__DEINE AUFGABE 1__:
Übersetze aus dem Text über Istanbul den Satz „Der Bosporus ist die blaue Seele Istanbuls.“ ins Englische.
__DEINE AUFGABE 2__:
Wie lange dauert laut dem Text über Istanbul die Fahrt mit der Fähre von Karaköy nach Kadiköy?
__DEINE AUFGABE 3__:
Fasse im Text über Istanbul den Absatz, der mit „Istanbul blickt auf eine mehr als 2600 Jahre alte Geschichte“ anfängt, als kurze Liste zusammen.

__DER TEXT__:
■ ■ ■ ■ ■
Wie viel Europa steckt in Istanbul?
Trotz Beziehungskrise: Europa und die Türkei haben viel gemeinsam. Istanbul zum Beispiel. Die 15-Millionen-Metropole ist nicht nur rein geografisch ein Teil Europas. Ein Streifzug durch die Stadt der Gegensätze.
Istanbul passt in keine Schublade
Istanbul ist die einzige Stadt der Welt, die auf zwei Kontinenten liegt: Europa und Asien. In der Bosporus-Metropole prallen Tradition und Moderne, Religion und säkularer Lifestyle aufeinander wie an kaum einem anderen Ort. Viele sagen: Genau das macht den Zauber der Stadt aus.
Zweitausendjährige Weltstadt
Istanbul blickt auf eine mehr als 2600 Jahre alte Geschichte zurück und das prägt das Stadtbild bis heute. Wechselnde Herrscher stritten sich um die Kontrolle: Perser, Griechen, Römer, Osmanen. "Konstantinopel" war das Zentrum des Byzantinischen und später des Osmanischen Reiches. Erst 1930 wurde die Stadt in Istanbul umbenannt.
Zwischen den Welten
Der Bosporus ist die blaue Seele Istanbuls. Die Meerenge trennt den europäischen vom asiatischen Teil der Stadt. Jeden Tag bringen Fähren Zehntausende Menschen von der einen auf die andere Seite. Möwen kreischen im Wind. An Bord gibt es Tee und "Simit" - Sesamkringel. Etwa 20 Minuten dauert die Fahrt von Karaköy in Europa nach Kadiköy in Asien.
Brücken verbinden
Von der Galata-Brücke aus lassen sich die Schiffe gut beobachten - und auch sonst so einiges. Dicht an dicht stehen hier die Angler - in der Hoffnung auf einen guten Fang. Dazwischen: Händler, Touristen, Schuhputzer, Mais-Verkäufer. Die erste Brücke entstand hier 1845 - da hieß Istanbul noch Konstantinopel.
"Europa ist ein Gefühl"
"Ich heiße Vefki", sagt einer der Angler und winkt uns heran. "Ich fühle mich als Europäer. Wir wünschen uns mehr Freiheit, deshalb sollten die Türkei und die EU wieder enger zusammenrücken", sagt er. Vefki ist Rentner und Angeln ist sein Hobby - aber auch ein Zusatzeinkommen. Für zwei Kilo Fisch, sagt er, bekommt er auf dem Markt umgerechnet etwa acht Euro.
Minarette im Herzen der Stadt
Auf dem Taksim-Platz im Herzen der Stadt brummen die Baumaschinen. In Windeseile wird hier eine neue Moschee hochgezogen - mit einer 30 Meter hohen Hauptkuppel und zwei Minaretten. Bis zu den Wahlen 2019 soll alles fertig sein. Kritiker sagen: Der türkische Präsident Recep Tayyip Erdogan drängt dem Platz eine neue Identität auf: islamisch-konservativ und neo-osmanisch statt säkular und europäisch.
■ ■ ■ ■ ■
__ERFASSTE DATEN__:
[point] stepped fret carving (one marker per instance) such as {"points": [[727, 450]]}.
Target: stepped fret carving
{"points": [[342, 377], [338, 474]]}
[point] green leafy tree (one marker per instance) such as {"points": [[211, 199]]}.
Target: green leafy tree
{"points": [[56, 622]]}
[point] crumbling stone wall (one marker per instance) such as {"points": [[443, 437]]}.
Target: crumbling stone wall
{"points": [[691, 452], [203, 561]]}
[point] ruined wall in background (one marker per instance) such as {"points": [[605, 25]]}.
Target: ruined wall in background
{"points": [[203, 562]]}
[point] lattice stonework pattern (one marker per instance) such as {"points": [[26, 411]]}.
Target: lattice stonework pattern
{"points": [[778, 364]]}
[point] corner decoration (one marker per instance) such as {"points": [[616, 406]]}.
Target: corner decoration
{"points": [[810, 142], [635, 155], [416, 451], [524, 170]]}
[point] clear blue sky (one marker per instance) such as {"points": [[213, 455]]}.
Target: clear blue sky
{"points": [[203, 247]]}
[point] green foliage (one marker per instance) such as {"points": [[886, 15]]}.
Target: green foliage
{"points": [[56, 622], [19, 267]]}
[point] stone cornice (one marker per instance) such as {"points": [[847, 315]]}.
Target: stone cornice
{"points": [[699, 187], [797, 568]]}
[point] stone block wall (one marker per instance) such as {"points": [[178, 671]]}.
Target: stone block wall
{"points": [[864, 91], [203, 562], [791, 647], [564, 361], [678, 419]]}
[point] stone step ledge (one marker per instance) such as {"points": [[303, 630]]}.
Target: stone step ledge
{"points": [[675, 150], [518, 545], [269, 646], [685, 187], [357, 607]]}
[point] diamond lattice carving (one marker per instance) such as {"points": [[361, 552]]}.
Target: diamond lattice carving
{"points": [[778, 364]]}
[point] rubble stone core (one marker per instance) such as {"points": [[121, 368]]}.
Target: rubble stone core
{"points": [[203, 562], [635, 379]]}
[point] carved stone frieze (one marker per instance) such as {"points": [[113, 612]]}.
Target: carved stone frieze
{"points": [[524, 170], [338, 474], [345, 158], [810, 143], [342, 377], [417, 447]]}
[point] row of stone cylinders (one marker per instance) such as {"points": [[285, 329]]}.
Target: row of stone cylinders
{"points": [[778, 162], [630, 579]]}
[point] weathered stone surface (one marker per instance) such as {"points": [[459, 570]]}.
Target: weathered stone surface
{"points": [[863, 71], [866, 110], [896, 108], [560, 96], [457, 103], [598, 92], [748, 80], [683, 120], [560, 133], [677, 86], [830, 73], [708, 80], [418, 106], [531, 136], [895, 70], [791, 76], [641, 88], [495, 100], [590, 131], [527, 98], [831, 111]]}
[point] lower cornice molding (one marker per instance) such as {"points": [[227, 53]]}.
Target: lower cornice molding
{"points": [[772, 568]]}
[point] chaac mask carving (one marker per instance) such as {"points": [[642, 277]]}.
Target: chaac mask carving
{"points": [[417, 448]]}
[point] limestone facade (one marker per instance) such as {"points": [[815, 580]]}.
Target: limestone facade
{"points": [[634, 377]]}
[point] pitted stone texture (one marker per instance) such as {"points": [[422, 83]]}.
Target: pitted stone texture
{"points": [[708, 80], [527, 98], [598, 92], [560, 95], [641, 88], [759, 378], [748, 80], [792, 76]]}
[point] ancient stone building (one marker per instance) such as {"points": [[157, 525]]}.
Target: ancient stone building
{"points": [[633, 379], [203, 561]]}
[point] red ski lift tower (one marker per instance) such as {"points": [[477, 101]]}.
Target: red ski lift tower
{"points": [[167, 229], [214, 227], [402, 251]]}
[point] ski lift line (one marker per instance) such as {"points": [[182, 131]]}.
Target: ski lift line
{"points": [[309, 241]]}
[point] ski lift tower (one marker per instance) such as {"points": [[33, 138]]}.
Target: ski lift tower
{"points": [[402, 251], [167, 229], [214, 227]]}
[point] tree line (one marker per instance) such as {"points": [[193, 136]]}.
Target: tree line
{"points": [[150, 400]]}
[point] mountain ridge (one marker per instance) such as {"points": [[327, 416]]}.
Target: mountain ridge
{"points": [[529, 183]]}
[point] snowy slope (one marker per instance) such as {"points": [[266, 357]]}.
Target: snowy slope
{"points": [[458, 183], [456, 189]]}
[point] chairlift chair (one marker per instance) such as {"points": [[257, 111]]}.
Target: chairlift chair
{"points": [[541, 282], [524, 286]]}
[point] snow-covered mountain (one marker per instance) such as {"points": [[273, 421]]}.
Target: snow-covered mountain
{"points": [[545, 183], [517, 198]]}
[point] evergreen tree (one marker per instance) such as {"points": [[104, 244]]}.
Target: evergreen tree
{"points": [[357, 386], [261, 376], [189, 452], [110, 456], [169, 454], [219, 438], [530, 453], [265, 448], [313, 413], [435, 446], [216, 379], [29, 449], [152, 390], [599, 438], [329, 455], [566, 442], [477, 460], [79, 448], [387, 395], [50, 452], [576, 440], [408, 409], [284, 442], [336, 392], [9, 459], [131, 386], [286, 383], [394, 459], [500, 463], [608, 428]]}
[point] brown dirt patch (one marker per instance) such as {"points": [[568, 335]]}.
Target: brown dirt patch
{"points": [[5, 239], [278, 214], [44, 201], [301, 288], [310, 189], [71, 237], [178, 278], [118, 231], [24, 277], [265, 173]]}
■ ■ ■ ■ ■
__ERWARTETE ANTWORT 1__:
The Bosporus is the blue soul of Istanbul.

__ERWARTETE ANTWORT 2__:
Etwa 20 Minuten.

__ERWARTETE ANTWORT 3__:
- Istanbul hat eine über 2600 Jahre alte Geschichte, die das Stadtbild bis heute prägt.
- Perser, Griechen, Römer und Osmanen kämpften um die Herrschaft.
- Als „Konstantinopel“ war die Stadt Zentrum des Byzantinischen und danach des Osmanischen Reiches.
- Erst 1930 bekam sie den Namen Istanbul.